A Tribute to Hal David

We awoke one August day in Amman, Jordan to a phone call, informing us that Saddam Hussein had invaded the little neighboring country to the south, Kuwait. The United Nations reacted by voting to remove the Iraqi army from Kuwait by force. Saddam responded by arresting all American citizens in Iraq and busing them to military bases around Iraq and threatening to use these American men, women and children as human shields.

Hal David

Hal David provided the powerful lyrics to the 1965 hit, What the World Needs Now Is Love. The need for those lyrics to be fulfilled has not faded with the years.

In the end Saddam let them go. Meanwhile his elite guard looted Kuwait of its money in the banks, its Mercedes in the villas, and oil in its refineries; this historic robbery required months to complete. Then, when the last Kuwaiti villa had been plundered, the Iraqi elite drove home to Baghdad, while poor drafted Iraqi soldiers were ordered to hold their positions in Kuwait and fight to the death. It was an absurd order and the clock was ticking; the UN had imposed a January 15, 1991 deadline for the withdrawal of Iraqi troops from Kuwait.

* Data provided:
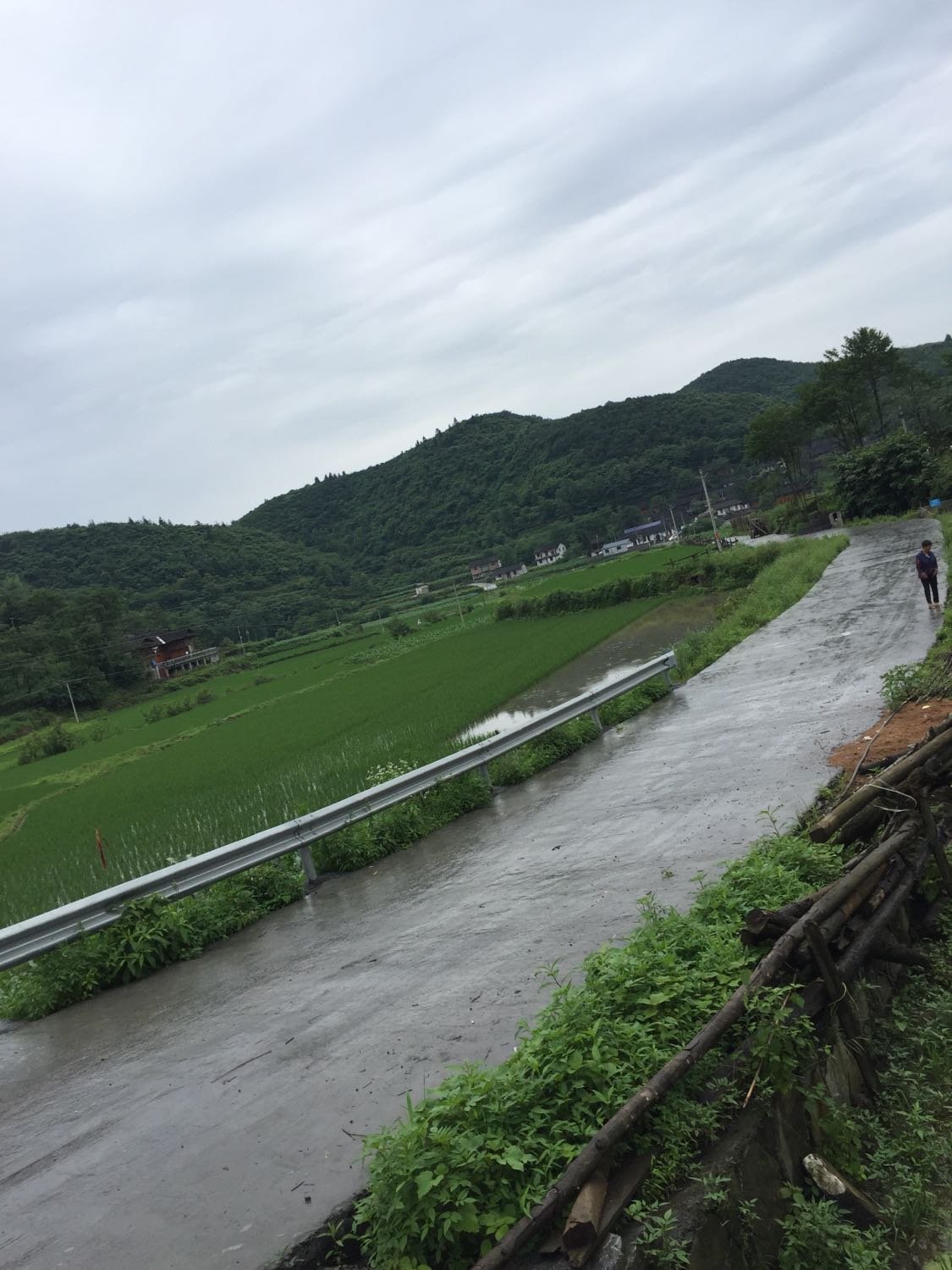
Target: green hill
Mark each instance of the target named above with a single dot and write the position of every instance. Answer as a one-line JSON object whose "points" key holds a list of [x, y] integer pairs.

* Instructions:
1. Edit the Hal David tribute starting at "Hal David provided" and ending at "with the years.", replacing "powerful" with "stirring".
2. Carry the Hal David tribute forward, beginning after its final sentence.
The data above are separate material, unrelated to the Hal David tribute.

* Answers for this exercise:
1.
Hal David provided the stirring lyrics to the 1965 hit, What the World Needs Now Is Love. The need for those lyrics to be fulfilled has not faded with the years.

2.
My family and I left Jordan the day after Christmas 1990 and we did not know if we would ever go back. When the Gulf War began on January 16, 1991 I was speaking at Calvary Presbyterian Church in Fresno.

I can’t remember how long I cried or if I had to pull the car over when I heard the oldies station play the song, “What the World Needs Now.” It broke me up pretty good.

“Lord, we don’t need another meadow; there are wheat fields and cornfields enough to grow.”

It seems a good prayer to me today as well. And love is still the only thing that there’s just too little of.

This week, lyricist Hal David died at the age of 91. He wrote the words to “What the World Needs Now.” [1]I would like to thank him for writing this song. I listened to the song again today, and just for the moment I was back in California in 1991 praying for love, not just for some, but for everyone.